* **Problem to work on**
Return each record shown below exactly, with none omitted.

* **Information shown**
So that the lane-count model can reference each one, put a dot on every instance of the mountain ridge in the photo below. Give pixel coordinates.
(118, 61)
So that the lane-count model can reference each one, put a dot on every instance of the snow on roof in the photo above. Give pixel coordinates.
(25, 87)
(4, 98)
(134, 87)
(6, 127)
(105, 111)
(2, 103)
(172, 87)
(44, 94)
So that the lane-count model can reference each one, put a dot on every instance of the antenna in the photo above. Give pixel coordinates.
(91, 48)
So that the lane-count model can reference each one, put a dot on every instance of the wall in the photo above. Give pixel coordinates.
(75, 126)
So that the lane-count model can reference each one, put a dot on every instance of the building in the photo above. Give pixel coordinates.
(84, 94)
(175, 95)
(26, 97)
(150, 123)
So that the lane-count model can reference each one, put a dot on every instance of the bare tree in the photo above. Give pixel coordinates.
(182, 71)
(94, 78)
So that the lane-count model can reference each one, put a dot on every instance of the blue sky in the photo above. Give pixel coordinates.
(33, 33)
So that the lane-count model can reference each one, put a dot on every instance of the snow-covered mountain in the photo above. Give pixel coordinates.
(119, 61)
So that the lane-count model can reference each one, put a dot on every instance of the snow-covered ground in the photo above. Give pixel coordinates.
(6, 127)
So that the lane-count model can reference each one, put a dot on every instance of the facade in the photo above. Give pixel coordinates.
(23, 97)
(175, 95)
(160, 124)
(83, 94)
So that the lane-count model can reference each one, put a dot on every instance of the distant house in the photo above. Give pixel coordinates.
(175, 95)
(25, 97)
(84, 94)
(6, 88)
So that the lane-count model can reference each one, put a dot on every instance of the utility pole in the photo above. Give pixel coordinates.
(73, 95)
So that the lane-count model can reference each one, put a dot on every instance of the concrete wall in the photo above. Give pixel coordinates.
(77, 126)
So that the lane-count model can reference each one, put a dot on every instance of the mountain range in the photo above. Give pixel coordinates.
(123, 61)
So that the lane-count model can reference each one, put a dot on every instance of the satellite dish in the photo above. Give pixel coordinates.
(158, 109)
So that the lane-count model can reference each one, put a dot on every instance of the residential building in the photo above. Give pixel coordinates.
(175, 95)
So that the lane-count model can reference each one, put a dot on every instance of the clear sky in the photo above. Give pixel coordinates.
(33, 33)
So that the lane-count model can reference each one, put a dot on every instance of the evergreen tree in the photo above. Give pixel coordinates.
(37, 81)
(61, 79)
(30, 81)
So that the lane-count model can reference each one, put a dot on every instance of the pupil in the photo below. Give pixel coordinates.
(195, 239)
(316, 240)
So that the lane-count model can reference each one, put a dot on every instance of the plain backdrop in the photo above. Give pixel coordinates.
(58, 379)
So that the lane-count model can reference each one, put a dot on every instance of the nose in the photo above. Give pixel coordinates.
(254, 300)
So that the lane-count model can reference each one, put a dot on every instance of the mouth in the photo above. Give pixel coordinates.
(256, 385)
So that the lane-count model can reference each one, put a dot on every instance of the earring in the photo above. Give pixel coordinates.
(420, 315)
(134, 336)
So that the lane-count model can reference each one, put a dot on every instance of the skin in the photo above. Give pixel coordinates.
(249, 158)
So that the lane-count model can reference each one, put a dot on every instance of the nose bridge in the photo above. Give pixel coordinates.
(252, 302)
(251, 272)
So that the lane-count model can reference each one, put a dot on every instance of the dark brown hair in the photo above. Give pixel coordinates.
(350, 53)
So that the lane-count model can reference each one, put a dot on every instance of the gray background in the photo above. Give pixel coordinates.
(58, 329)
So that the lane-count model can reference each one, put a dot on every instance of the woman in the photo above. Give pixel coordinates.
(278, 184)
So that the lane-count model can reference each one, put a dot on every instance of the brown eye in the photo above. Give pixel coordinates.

* **Answer space**
So that the lane-count model can reference each one, put a dot on every instance of the mountain ridge in the photo below. Give pixel coordinates.
(118, 61)
So that the lane-count model can reference each one, put a dot on every instance of the snow on roof in the photo above. Give pixel coordinates.
(25, 87)
(4, 98)
(134, 87)
(6, 127)
(105, 111)
(2, 103)
(172, 87)
(44, 94)
So that the lane-count model can reference each one, put a dot on every instance of the antenna in the photo above. Give pixel coordinates.
(91, 48)
So that the lane-count model can reference each one, put a dot on every instance of the wall in the photo above. Give pixel coordinates.
(75, 126)
So that the lane-count model can reference each one, put a dot on every instance of the building in the photo above. Give pixel coordinates.
(84, 94)
(175, 95)
(26, 97)
(150, 123)
So that the lane-count model can reference each one, put a dot on every instance of the bare tree in the photo above. Give pixel coordinates.
(182, 71)
(94, 78)
So that the lane-count model can reference each one, put a dot on every instance of the blue sky in the photo above. Give pixel coordinates.
(33, 33)
So that the lane-count model can reference each one, put a dot on every instance of the snow-covered mountain in the photo above. Give pixel coordinates.
(119, 61)
So that the lane-count model can reference each one, put a dot on every instance of the snow-covered ground in the photo above. Give pixel coordinates.
(6, 127)
So that the lane-count model can reference each one, put a dot on every instance of the facade in the photo above. Give pixel coordinates.
(23, 97)
(175, 95)
(160, 124)
(83, 94)
So that the lane-count model can reference each one, put a dot on every instance of the distant house in the photo above. Give pixel coordinates.
(175, 95)
(25, 97)
(84, 94)
(6, 88)
So that the lane-count model can reference each one, put a dot on every instance of the utility pole in the photo above. Give pixel coordinates.
(73, 95)
So that the lane-count model can reference each one, put a dot on every instance of the concrete wall in the photo above. Give pixel coordinates.
(77, 126)
So that the lane-count model can reference each one, put a dot on every instance of the mountain range in the photo above. Give pixel coordinates.
(123, 61)
So that the lane-count model can reference each one, put a dot on every instance of the satellite dish in the photo above. Give pixel coordinates.
(158, 109)
So that the lane-count model can reference each one, put a dot on every instance of the residential building in the photo above. Give pixel coordinates.
(175, 95)
So that the lane-count model can reference each one, put a dot on every instance of the clear sky in the photo above. Give pixel coordinates.
(33, 33)
So that the lane-count model can reference each one, put a dot on every instance of the evergreen tree in the photo above. Give pixel coordinates.
(37, 81)
(61, 79)
(30, 81)
So that the lane-count model can reference each one, put a dot on every instance of the pupil in the photo below. Give pixel coordinates.
(195, 239)
(316, 240)
So that the lane-count model can reference each one, put a dot on every instance of the plain backdrop in the photo above. Give pixel coordinates.
(58, 379)
So that the lane-count model can reference each one, put a dot on every instance of the nose in the photo above. Give pixel coordinates.
(254, 300)
So that the lane-count model can reference each one, put a dot on every instance of the mouth in the photo above. Give pixel coordinates.
(256, 385)
So that the lane-count model can reference each one, put a dot on every instance of the earring in the photo above. Give pixel coordinates.
(420, 315)
(134, 336)
So that the lane-count model can reference each one, put a dot on every instance of the skin in the photo above. Give pixel coordinates.
(249, 158)
So that the lane-count model can reference each one, put a dot on every instance of the nose bridge in the photo above. Give pixel coordinates.
(252, 302)
(251, 272)
So that the lane-count model can reference each one, put a dot on every instance of the dark brown hair in the photo above. Give pixel coordinates.
(350, 53)
So that the lane-count model can reference each one, put a dot on every instance of the gray background in the photo above. Give pixel coordinates.
(58, 329)
So that the lane-count model can reference each one, put a dot on every instance of the woman in the photo above. Give pixel coordinates.
(278, 184)
So that the lane-count model can reference each one, put a dot on every instance of the brown eye in the photo above. Give pixel coordinates.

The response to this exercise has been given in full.